* **Textauszug**
=-=-=

Bericht von Mathias Schneider stern-Reporter in Paris: Ein Spiel auf Leben und Tod

Von Mathias Schneider, Paris
Seit 15 Jahren berichte ich von der Nationalmannschaft. Auch jetzt aus Paris. Von einem Spiel, das zum Albtraum wurde.

Um 1.22 fällt die Tür meines Hotelzimmers hinter mir ins Schloss. Doch nichts ist sicher. Nichts ist vorbei. Die Bilder, sie sind noch in meinem Kopf. Vor allem aber ist da dieses flaue Gefühl, das ich bisher nicht kannte, dieses Gefühl der Ungeschütztheit, jede Sekunde. Auch jetzt noch. Im zehnten Arrondissement, keinen Kilometer von einem der Orte entfernt, an dem eines dieser schauderhaften Verbrechen verübt wurde, liegt meine Unterkunft. Es ist ein Ibis-Hotel, die Eingangstür ist verglast. Sie steht offen, als ich zurück komme. Davor rauchen ein paar junge Burschen. Die Stimmung im Foyer ist verstörend entspannt. Als geschehe all das um uns herum auf einem anderen Planeten.

=-=-=

* **Bereitgestellte Angaben**
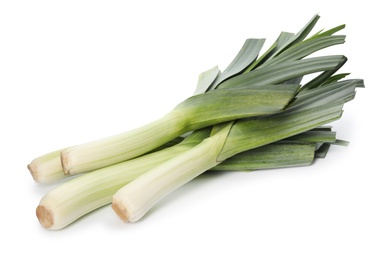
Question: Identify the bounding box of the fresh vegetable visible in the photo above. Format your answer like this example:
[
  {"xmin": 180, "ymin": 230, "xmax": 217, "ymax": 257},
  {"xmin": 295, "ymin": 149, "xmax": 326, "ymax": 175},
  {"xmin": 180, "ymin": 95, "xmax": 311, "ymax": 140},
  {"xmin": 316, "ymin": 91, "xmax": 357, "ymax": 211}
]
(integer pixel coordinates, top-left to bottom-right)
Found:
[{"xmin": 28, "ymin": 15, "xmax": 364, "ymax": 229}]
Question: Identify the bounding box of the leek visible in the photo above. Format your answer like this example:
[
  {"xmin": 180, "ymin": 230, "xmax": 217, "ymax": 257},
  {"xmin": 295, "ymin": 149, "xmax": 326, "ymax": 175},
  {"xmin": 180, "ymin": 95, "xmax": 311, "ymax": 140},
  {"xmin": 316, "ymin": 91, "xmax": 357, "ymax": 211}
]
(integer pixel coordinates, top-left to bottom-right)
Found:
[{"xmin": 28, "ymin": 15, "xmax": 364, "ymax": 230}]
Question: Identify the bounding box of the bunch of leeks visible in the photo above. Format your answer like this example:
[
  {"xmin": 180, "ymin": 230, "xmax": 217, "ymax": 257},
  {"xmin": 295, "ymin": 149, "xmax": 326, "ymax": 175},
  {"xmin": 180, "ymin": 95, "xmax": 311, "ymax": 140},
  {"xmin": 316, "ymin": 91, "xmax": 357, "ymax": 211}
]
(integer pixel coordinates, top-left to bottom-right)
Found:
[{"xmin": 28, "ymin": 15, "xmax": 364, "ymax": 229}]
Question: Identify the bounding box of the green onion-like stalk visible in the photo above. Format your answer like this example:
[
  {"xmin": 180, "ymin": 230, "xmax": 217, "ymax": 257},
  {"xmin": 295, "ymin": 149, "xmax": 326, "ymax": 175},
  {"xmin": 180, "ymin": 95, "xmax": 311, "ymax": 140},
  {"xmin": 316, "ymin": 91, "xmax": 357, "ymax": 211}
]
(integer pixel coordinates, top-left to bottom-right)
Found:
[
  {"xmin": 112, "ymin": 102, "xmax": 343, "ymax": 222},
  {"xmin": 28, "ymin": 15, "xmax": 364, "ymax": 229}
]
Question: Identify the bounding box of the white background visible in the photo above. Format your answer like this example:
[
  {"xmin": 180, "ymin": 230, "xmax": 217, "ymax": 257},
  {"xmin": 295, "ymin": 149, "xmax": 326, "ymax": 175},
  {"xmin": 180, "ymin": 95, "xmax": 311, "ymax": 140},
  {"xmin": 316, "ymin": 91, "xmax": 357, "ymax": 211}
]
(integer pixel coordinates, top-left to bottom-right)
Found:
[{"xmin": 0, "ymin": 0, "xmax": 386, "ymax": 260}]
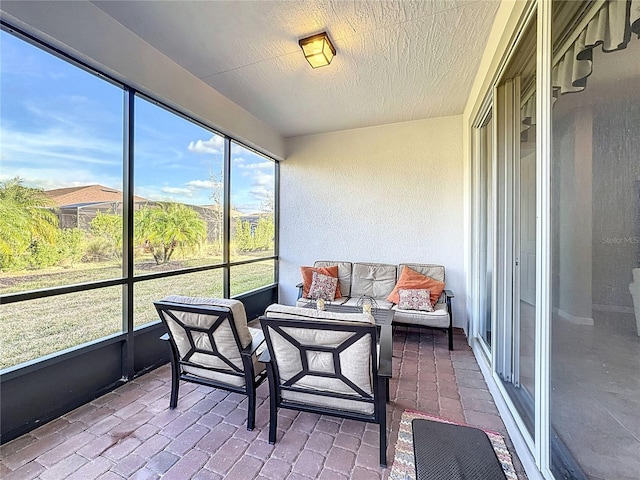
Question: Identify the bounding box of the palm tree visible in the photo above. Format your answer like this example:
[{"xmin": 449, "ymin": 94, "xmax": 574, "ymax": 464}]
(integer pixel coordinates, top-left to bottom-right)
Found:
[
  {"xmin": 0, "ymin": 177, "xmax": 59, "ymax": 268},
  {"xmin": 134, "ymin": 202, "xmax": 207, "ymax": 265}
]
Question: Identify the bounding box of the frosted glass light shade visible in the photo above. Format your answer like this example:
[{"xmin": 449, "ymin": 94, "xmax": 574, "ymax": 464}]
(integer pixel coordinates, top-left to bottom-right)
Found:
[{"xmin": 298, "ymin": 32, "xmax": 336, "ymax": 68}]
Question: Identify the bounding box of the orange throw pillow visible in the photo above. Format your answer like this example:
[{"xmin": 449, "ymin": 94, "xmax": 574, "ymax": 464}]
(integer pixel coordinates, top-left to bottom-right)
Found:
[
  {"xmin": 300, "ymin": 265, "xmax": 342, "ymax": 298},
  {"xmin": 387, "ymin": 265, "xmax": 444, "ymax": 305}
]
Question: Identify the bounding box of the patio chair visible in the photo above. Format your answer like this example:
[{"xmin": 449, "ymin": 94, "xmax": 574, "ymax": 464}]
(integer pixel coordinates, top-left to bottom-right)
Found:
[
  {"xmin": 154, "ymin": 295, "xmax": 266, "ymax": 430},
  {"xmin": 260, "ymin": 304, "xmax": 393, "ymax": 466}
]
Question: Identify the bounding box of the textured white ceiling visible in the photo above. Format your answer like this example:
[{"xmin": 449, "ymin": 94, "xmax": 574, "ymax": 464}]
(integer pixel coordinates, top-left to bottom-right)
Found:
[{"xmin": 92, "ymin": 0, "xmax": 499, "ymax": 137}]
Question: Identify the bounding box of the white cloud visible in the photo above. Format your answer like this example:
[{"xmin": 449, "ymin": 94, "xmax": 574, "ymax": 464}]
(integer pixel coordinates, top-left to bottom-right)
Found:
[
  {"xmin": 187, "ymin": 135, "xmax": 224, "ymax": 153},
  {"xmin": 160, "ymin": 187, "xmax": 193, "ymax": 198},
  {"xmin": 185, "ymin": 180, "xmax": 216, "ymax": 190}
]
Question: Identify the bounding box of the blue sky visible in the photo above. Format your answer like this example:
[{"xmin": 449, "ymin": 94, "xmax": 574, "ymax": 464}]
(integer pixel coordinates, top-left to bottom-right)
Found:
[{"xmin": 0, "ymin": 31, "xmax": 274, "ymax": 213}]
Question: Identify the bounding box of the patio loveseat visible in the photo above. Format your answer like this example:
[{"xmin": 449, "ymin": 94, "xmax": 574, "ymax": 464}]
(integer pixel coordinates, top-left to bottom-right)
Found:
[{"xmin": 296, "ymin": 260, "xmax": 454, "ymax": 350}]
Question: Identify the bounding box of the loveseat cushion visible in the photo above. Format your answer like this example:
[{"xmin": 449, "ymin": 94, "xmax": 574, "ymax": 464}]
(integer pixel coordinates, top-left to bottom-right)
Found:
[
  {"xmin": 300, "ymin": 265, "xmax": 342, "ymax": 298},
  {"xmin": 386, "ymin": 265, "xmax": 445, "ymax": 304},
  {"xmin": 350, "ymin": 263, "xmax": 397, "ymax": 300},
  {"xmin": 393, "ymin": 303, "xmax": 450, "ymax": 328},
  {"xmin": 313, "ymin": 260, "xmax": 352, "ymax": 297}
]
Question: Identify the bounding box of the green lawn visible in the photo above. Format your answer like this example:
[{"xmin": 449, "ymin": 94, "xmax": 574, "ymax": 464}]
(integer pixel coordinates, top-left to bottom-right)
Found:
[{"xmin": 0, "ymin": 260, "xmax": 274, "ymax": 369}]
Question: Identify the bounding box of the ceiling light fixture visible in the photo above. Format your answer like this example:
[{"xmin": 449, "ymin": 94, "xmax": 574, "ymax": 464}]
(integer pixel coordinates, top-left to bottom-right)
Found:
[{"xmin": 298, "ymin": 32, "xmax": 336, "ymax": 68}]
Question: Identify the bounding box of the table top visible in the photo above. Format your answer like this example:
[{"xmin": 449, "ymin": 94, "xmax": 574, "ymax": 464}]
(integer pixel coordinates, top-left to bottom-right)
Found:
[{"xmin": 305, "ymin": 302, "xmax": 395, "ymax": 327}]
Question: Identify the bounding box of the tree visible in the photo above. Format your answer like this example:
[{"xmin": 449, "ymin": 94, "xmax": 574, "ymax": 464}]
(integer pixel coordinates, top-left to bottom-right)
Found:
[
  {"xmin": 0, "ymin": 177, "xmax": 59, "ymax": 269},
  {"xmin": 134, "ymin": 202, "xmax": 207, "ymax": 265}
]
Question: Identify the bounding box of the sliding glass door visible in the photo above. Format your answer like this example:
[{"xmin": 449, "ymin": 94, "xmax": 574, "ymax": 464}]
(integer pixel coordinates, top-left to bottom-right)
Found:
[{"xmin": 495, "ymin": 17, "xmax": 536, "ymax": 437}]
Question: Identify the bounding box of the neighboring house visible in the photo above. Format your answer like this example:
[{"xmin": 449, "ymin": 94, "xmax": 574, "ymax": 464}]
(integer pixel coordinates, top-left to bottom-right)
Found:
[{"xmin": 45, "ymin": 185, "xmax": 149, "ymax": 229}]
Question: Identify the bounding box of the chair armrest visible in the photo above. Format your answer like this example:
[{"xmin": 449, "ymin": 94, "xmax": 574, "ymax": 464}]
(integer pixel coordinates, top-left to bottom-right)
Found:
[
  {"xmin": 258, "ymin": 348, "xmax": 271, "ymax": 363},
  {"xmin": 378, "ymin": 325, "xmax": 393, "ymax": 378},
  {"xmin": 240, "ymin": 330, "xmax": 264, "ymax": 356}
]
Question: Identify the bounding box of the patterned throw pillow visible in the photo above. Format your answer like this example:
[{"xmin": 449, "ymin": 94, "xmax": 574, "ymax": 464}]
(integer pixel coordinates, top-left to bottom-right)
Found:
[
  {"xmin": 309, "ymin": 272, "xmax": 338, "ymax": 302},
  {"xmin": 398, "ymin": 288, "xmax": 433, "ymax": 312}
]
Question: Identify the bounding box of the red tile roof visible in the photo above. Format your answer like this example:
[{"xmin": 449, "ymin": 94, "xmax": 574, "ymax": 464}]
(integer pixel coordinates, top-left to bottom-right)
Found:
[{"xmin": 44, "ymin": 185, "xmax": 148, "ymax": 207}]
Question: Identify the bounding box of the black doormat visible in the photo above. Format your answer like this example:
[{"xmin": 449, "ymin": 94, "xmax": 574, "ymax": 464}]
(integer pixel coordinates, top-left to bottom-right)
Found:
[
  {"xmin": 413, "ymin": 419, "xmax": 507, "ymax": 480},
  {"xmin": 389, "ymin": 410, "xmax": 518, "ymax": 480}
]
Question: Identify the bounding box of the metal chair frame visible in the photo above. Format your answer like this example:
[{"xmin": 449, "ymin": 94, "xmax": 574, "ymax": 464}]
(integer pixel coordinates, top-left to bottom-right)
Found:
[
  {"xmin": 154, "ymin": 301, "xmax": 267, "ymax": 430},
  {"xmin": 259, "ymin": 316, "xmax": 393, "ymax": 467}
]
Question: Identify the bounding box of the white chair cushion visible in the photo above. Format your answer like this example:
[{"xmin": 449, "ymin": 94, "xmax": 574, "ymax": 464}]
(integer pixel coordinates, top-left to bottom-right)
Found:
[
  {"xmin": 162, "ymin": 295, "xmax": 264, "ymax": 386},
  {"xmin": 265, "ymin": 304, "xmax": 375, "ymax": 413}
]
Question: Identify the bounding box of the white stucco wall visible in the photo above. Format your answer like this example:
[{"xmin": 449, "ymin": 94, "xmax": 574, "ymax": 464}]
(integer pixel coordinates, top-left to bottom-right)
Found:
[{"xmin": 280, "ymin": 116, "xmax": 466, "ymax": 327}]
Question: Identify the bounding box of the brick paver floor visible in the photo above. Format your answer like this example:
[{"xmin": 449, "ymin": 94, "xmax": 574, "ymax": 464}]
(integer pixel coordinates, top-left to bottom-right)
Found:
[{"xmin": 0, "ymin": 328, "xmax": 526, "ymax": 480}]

=-=-=

* **Zu erledigen**
**a)** Tippe aus dem Bericht aus Paris den Abschnitt von „Bericht von Mathias“ bis einschließlich „zum Albtraum wurde.“ wortgetreu ab.
**b)** Beantworte kurz diese Fragen zum Bericht aus Paris:
(i) Seit wie vielen Jahren berichtet der Verfasser von der Nationalmannschaft?
(ii) Um welche Uhrzeit fällt die Tür des Hotelzimmers ins Schloss?
(iii) In welchem Arrondissement liegt die Unterkunft?

* **Lösungen je Aufgabe**
**a)**
Bericht von Mathias Schneider stern-Reporter in Paris: Ein Spiel auf Leben und Tod

Von Mathias Schneider, Paris
Seit 15 Jahren berichte ich von der Nationalmannschaft. Auch jetzt aus Paris. Von einem Spiel, das zum Albtraum wurde.

**b)**
(i) Seit 15 Jahren.
(ii) Um 1.22.
(iii) Im zehnten Arrondissement.